EXTRACT TO READ:
Ignoring that the kinds of kids who drive pink bentleys/ferraris/GT-Rs in college will definitely get these, so will a hell of a lot of those kids. Even when they're like 15. I've written about that sort of echelon of teenagerdom before, but these are the kids where basically every other one of them had an iphone when they were still $599. They had macbook airs when they were like $3k and sucked.

These are the kids who get BMW m3's or SLKs for their 16th birthdays. They'll get one of these on a holiday if they want one at all.

Fuck, you add up to the cost of one pretty fast just in the number of laptops and phones those kids break and get replaced. 5k isn't that much. Especially when you paid more than that just to hire a Santa to rappel down from a helicopter into your christmas party, which also had a real miniature steam train with elves throwing presents at people(i should write a snarky post about this at some point, too).

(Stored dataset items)
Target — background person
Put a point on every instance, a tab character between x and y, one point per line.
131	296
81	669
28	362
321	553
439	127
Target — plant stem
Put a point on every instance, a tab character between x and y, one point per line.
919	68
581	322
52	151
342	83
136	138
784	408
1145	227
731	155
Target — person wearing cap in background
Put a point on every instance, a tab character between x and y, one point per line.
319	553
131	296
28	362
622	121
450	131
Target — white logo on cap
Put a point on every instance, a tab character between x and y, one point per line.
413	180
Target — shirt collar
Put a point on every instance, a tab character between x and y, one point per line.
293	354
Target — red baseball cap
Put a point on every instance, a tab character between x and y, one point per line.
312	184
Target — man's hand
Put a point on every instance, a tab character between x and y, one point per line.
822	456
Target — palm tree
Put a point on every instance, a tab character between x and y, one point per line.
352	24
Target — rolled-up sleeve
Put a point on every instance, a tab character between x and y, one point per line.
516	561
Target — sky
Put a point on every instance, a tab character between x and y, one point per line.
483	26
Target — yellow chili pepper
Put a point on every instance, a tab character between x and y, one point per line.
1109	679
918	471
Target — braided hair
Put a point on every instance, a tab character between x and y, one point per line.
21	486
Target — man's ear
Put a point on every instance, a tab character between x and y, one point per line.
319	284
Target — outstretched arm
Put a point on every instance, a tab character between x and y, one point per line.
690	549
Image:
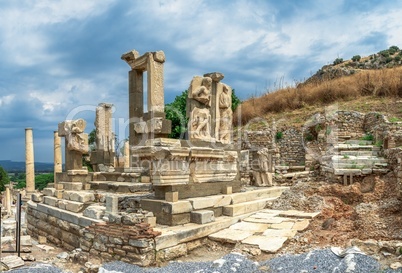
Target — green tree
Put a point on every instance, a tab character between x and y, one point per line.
356	58
176	112
4	179
338	61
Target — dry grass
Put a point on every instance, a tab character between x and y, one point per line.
367	84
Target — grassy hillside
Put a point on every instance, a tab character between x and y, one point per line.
363	90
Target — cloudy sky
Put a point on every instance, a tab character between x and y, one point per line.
60	58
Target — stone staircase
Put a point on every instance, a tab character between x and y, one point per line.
355	158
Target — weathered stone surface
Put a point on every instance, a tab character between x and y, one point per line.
247	207
202	216
280	233
299	214
283	225
51	201
247	226
74	206
266	244
301	225
95	212
230	235
49	191
210	201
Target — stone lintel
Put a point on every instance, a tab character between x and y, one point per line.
215	76
137	62
197	153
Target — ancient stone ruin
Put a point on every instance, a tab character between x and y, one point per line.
171	194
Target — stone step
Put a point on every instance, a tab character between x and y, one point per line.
356	153
120	186
79	196
251	195
344	147
246	207
296	174
72	206
359	142
72	186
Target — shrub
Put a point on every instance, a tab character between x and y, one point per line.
338	61
393	49
356	58
388	59
368	137
384	53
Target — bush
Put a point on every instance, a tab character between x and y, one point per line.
384	53
356	58
338	61
393	49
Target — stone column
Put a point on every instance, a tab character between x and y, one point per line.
127	163
216	78
58	162
8	200
29	161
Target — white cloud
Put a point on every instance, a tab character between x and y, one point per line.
4	100
23	26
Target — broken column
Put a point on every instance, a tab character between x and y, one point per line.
76	144
58	162
102	158
29	161
152	124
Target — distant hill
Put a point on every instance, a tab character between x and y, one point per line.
364	84
15	166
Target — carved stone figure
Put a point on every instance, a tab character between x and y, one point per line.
226	115
200	124
203	92
263	176
76	142
199	108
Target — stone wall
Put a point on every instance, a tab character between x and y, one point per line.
349	123
132	244
58	231
291	147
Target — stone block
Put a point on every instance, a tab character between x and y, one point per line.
247	226
161	206
82	197
172	196
74	206
26	240
37	197
202	216
230	235
94	212
246	207
112	204
42	240
266	244
58	186
227	190
58	194
151	221
49	191
210	201
51	201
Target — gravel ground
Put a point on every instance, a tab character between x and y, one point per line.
317	261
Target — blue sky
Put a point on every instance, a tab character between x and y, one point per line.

REQUEST 1:
Transcribe the passage about rich kids from "Ignoring that the" up to and including "like $3k and sucked.".
REQUEST 2:
Answer these questions using the passage about rich kids.
(a) What price did the iPhone have when many of those kids owned one?
(b) Which cars do these kids get for their 16th birthdays?
(c) Who was hired to rappel down from a helicopter into the Christmas party?
REQUEST 3:
Resume the passage about rich kids after its last sentence.

TASK ANSWER 1:
Ignoring that the kinds of kids who drive pink bentleys/ferraris/GT-Rs in college will definitely get these, so will a hell of a lot of those kids. Even when they're like 15. I've written about that sort of echelon of teenagerdom before, but these are the kids where basically every other one of them had an iphone when they were still $599. They had macbook airs when they were like $3k and sucked.

TASK ANSWER 2:
(a) $599
(b) BMW M3s or SLKs
(c) A Santa

TASK ANSWER 3:
This is the first apple product to actually target that market, at least since macbook pros/powerbooks stopped being $3k. I don't think people realize that just them costing that much will help sell them. It's like that several hundred dollar brass knuckle iphone case that Rihanna had. Sometimes the fact that it's silly and "overpriced" will sell it.

A certain kind of nuovo riche parent will buy this for their kids because the other kids parents did. It's the same reason they all get BMWs.
posted by emptythought at 2:56 PM on September 17, 2014 [3 favorites]


The issue is not how much the watches cost or whether watches are "a thing".

Say the iWatch is a $100M annual business. AAPL's annual revenue is $170B. That's, like, half a percent of revenue increase.

If Apple captures the entire global market for luxury watches - the entire market - it could at best increate their revenue a couple percent.

That's why the watch is an odd product. Because once you have the most successful single product in the world there's nearly no point in doing anything else.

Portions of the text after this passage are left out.